Lines taken from a dataset:
________________________________________

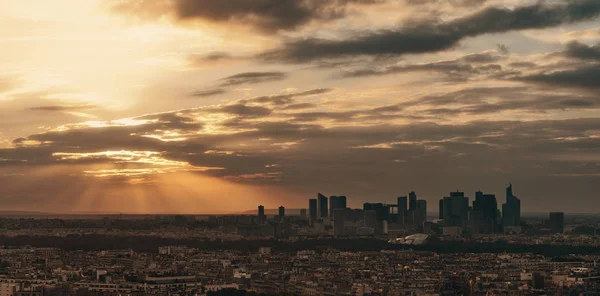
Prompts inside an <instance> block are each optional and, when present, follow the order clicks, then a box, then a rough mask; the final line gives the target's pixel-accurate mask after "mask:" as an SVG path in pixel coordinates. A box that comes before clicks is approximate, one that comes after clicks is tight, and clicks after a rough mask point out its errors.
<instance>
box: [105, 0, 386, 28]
mask: <svg viewBox="0 0 600 296" xmlns="http://www.w3.org/2000/svg"><path fill="white" fill-rule="evenodd" d="M379 2H382V1H381V0H253V1H248V0H227V1H224V0H201V1H198V0H141V1H139V0H138V1H121V2H119V3H118V4H116V5H115V6H114V7H113V9H114V10H115V11H117V12H121V13H127V14H133V15H136V16H142V17H151V18H152V17H155V18H156V17H160V16H162V15H166V14H172V13H174V15H175V16H176V18H177V19H179V20H204V21H209V22H213V23H224V24H236V25H244V26H249V27H252V28H254V29H257V30H259V31H262V32H265V33H274V32H277V31H280V30H294V29H297V28H298V27H301V26H303V25H306V24H308V23H310V22H311V21H329V20H333V19H337V18H341V17H343V16H344V15H345V14H346V8H347V6H348V5H350V4H376V3H379Z"/></svg>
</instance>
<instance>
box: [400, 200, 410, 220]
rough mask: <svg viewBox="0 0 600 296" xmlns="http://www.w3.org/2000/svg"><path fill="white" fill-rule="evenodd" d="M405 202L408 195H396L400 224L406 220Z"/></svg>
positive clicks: (406, 213)
mask: <svg viewBox="0 0 600 296" xmlns="http://www.w3.org/2000/svg"><path fill="white" fill-rule="evenodd" d="M407 202H408V197H406V196H400V197H398V222H399V223H400V224H406V223H407V222H408V218H407V214H408V208H407Z"/></svg>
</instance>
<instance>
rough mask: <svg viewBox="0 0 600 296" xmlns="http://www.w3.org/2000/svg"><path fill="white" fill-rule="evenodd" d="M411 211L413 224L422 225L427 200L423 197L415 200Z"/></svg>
mask: <svg viewBox="0 0 600 296" xmlns="http://www.w3.org/2000/svg"><path fill="white" fill-rule="evenodd" d="M412 212H413V225H415V226H418V227H423V223H425V221H427V201H426V200H424V199H419V200H417V206H416V209H415V210H414V211H412Z"/></svg>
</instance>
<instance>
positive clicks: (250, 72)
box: [221, 72, 287, 86]
mask: <svg viewBox="0 0 600 296" xmlns="http://www.w3.org/2000/svg"><path fill="white" fill-rule="evenodd" d="M286 78H287V73H284V72H245V73H240V74H236V75H232V76H228V77H225V78H223V79H221V80H222V81H223V82H222V83H221V86H235V85H242V84H257V83H264V82H271V81H279V80H284V79H286Z"/></svg>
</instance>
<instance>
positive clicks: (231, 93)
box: [0, 0, 600, 214]
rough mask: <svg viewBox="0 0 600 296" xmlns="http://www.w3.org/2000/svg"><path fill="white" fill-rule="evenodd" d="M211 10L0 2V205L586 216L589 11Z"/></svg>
mask: <svg viewBox="0 0 600 296" xmlns="http://www.w3.org/2000/svg"><path fill="white" fill-rule="evenodd" d="M228 3H229V4H228V5H223V4H222V1H220V0H205V1H194V0H153V1H148V0H141V1H140V0H135V1H134V0H120V1H116V0H89V1H77V2H76V3H73V1H70V0H55V1H52V2H51V3H50V2H48V3H39V1H35V0H22V1H10V0H0V28H5V30H0V62H1V63H2V64H3V68H2V69H1V70H0V211H10V210H19V211H42V212H43V211H47V212H55V213H77V212H91V211H99V212H123V213H159V212H160V213H184V214H185V213H216V214H221V213H235V212H240V211H246V210H250V209H253V208H255V205H257V204H263V205H265V206H266V207H267V208H277V207H278V206H280V205H285V206H286V208H287V207H288V205H289V207H290V208H304V207H305V201H306V199H307V198H308V197H310V196H313V195H314V193H315V192H319V191H320V192H327V193H328V194H333V195H345V196H348V198H349V199H350V200H351V201H352V202H349V206H350V207H357V206H358V205H360V204H362V203H364V202H370V201H382V202H393V201H394V200H395V199H396V197H397V196H400V195H403V194H402V193H401V192H409V191H410V190H415V191H416V192H417V194H418V195H419V198H421V199H425V200H427V203H428V204H429V207H430V208H431V207H432V205H436V204H437V201H438V200H439V198H441V197H443V196H444V195H445V194H447V192H448V189H451V190H454V189H461V191H464V192H467V195H468V196H469V197H471V198H474V197H475V196H472V195H471V194H472V193H474V192H476V191H477V190H482V191H484V192H486V193H492V194H496V195H497V196H502V193H503V191H504V187H505V184H508V183H509V182H512V183H513V184H518V185H517V186H518V190H517V192H518V193H519V194H518V196H519V197H520V198H522V201H523V204H522V207H521V210H522V212H554V211H560V212H567V213H600V207H599V206H598V205H597V204H598V203H597V198H598V192H600V182H598V181H599V178H600V173H599V172H600V170H599V168H600V97H599V96H598V95H597V90H598V89H599V87H600V26H599V25H600V3H599V2H598V1H596V0H573V1H566V0H549V1H534V0H477V1H463V0H435V1H413V0H397V1H396V0H369V1H365V0H321V1H312V0H297V1H279V0H256V1H245V0H233V1H229V2H228ZM500 200H502V201H503V202H504V200H503V199H502V198H499V201H500ZM567 200H568V201H569V202H565V201H567Z"/></svg>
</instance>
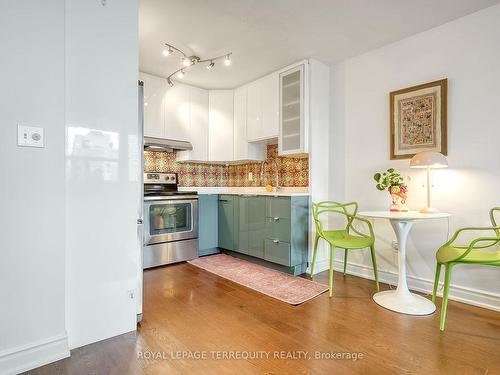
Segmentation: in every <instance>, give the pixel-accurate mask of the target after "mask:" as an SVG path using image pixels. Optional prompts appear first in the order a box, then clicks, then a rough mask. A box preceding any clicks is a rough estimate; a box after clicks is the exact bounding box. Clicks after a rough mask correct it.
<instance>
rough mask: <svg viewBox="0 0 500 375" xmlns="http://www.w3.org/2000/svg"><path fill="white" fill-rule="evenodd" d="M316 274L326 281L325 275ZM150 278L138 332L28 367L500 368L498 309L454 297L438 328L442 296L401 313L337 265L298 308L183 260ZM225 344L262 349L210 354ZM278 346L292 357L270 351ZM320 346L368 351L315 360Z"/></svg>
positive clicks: (284, 370) (210, 369) (77, 372)
mask: <svg viewBox="0 0 500 375" xmlns="http://www.w3.org/2000/svg"><path fill="white" fill-rule="evenodd" d="M315 280H317V281H320V282H323V283H327V273H326V272H324V273H322V274H320V275H318V276H316V277H315ZM144 281H145V298H144V320H143V321H142V323H141V324H140V327H139V329H138V331H137V333H130V334H126V335H122V336H118V337H115V338H112V339H109V340H105V341H102V342H99V343H96V344H92V345H88V346H86V347H82V348H79V349H76V350H74V351H73V352H72V356H71V357H70V358H67V359H65V360H62V361H59V362H56V363H54V364H50V365H47V366H44V367H41V368H39V369H36V370H33V371H30V372H29V374H40V375H41V374H51V375H52V374H143V373H144V374H238V375H243V374H327V373H328V374H332V373H335V374H347V373H349V374H373V373H381V374H438V373H439V374H499V373H500V313H498V312H494V311H490V310H485V309H481V308H477V307H473V306H468V305H465V304H462V303H458V302H453V301H450V303H449V308H448V317H447V326H446V331H445V332H444V333H441V332H440V331H439V312H440V308H439V306H440V301H438V310H437V312H436V313H435V314H433V315H431V316H425V317H415V316H407V315H402V314H397V313H394V312H391V311H388V310H386V309H384V308H382V307H379V306H378V305H377V304H375V303H374V302H373V301H372V299H371V296H372V294H373V282H372V281H369V280H364V279H361V278H358V277H354V276H349V275H348V276H346V277H344V276H343V275H342V274H339V273H336V274H335V294H334V297H333V298H332V299H329V298H328V293H324V294H322V295H320V296H319V297H316V298H314V299H312V300H310V301H308V302H306V303H304V304H302V305H299V306H291V305H288V304H286V303H283V302H280V301H277V300H274V299H272V298H270V297H267V296H265V295H263V294H260V293H258V292H255V291H253V290H250V289H247V288H245V287H242V286H240V285H238V284H235V283H233V282H231V281H228V280H225V279H222V278H220V277H218V276H215V275H213V274H211V273H209V272H206V271H204V270H201V269H199V268H196V267H194V266H192V265H190V264H187V263H182V264H176V265H172V266H167V267H162V268H157V269H153V270H148V271H146V272H145V275H144ZM382 288H383V289H388V286H387V285H383V286H382ZM182 351H190V352H191V353H192V354H193V355H194V353H193V352H196V351H200V352H206V355H207V357H208V359H193V358H181V357H180V356H181V354H182ZM219 351H220V356H222V355H223V351H228V352H229V351H232V352H235V351H240V352H244V353H246V354H248V355H253V356H257V355H258V353H253V352H265V353H261V354H260V355H261V358H245V359H216V358H212V355H216V354H215V353H214V352H219ZM281 351H284V352H285V353H283V355H284V356H285V357H286V355H287V353H286V352H292V353H290V354H288V355H292V354H295V357H296V359H294V358H283V359H275V358H273V357H274V355H275V352H277V353H279V352H281ZM178 352H181V353H178ZM299 352H307V356H308V358H307V359H304V358H303V355H304V354H303V353H299ZM315 352H323V353H331V352H344V353H351V352H354V353H362V355H363V358H360V359H357V360H352V359H351V360H348V359H314V357H315ZM266 353H269V358H266ZM226 354H227V355H229V353H227V352H226ZM325 355H327V354H325ZM173 356H174V357H175V358H172V357H173Z"/></svg>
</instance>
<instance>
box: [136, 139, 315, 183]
mask: <svg viewBox="0 0 500 375" xmlns="http://www.w3.org/2000/svg"><path fill="white" fill-rule="evenodd" d="M276 166H277V167H278V169H279V180H280V181H279V183H280V185H281V186H286V187H307V186H309V158H308V157H307V155H304V156H300V157H282V156H278V146H277V145H268V146H267V160H266V161H264V162H249V163H245V164H237V165H224V164H202V163H184V162H181V163H179V162H177V161H176V160H175V154H174V153H172V152H154V151H145V152H144V170H145V171H146V172H175V173H177V174H178V175H179V185H180V186H185V187H218V186H231V187H232V186H235V187H255V186H266V185H268V184H269V185H272V186H274V185H275V179H276V172H275V171H276ZM249 172H252V175H253V176H252V177H253V178H252V181H249V180H248V173H249Z"/></svg>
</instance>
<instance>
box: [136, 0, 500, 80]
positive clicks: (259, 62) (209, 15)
mask: <svg viewBox="0 0 500 375" xmlns="http://www.w3.org/2000/svg"><path fill="white" fill-rule="evenodd" d="M497 3H500V0H419V1H415V0H140V3H139V4H140V5H139V43H140V69H141V71H144V72H147V73H151V74H155V75H158V76H163V77H166V76H168V75H169V74H170V73H171V72H173V71H174V70H176V69H177V68H178V67H179V64H180V55H178V54H175V53H174V54H173V55H171V56H169V57H164V56H162V53H161V52H162V50H163V44H164V43H171V44H173V45H174V46H176V47H178V48H180V49H182V50H184V51H185V52H186V53H187V54H195V55H198V56H200V57H201V58H202V59H204V58H209V57H212V56H218V55H222V54H225V53H228V52H232V53H233V55H232V64H231V66H230V67H225V66H224V64H223V61H220V63H218V64H216V65H215V67H214V69H212V71H208V70H207V69H205V67H204V66H201V65H200V66H195V67H193V68H191V69H190V70H188V71H187V73H186V76H185V77H184V78H183V82H186V83H189V84H192V85H195V86H199V87H203V88H213V89H216V88H234V87H237V86H240V85H242V84H244V83H246V82H249V81H252V80H254V79H256V78H258V77H261V76H263V75H265V74H267V73H270V72H272V71H274V70H277V69H279V68H282V67H284V66H286V65H288V64H292V63H294V62H296V61H298V60H301V59H303V58H308V57H313V58H316V59H318V60H320V61H323V62H325V63H334V62H338V61H341V60H343V59H346V58H348V57H352V56H356V55H358V54H361V53H363V52H367V51H369V50H372V49H374V48H378V47H381V46H383V45H386V44H389V43H391V42H394V41H397V40H400V39H403V38H405V37H407V36H410V35H413V34H416V33H418V32H421V31H424V30H428V29H430V28H432V27H435V26H437V25H440V24H443V23H446V22H449V21H451V20H453V19H456V18H459V17H462V16H464V15H466V14H470V13H473V12H475V11H477V10H480V9H482V8H486V7H488V6H491V5H494V4H497Z"/></svg>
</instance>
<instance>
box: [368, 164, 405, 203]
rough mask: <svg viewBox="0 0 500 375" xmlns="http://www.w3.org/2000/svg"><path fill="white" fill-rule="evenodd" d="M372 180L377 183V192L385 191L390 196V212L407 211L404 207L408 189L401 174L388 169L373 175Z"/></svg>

________________________________________

§ JOB
Pull out every line above that contains the string "target", and copy each one in full.

§ OUTPUT FOR THIS EXERCISE
Prompts inside an <instance> block are each optional and, when present, follow the order clicks, then a box, then a rough mask; the final line gives the target's pixel-accurate mask after "mask:" as an SVG path in pixel coordinates. A box that comes before clicks is approximate, one that comes after clicks is tight, and clicks after a rough mask point out its errors.
Segmentation: in every <instance>, give the pixel-accurate mask of the target after "mask:" as an SVG path using image pixels. Optional prompts appear first in the order a box, then clicks, then a rough mask. A box preceding any clicks is a rough estimate; a box after clicks is the exact bounding box. Clicks after a rough mask correct it.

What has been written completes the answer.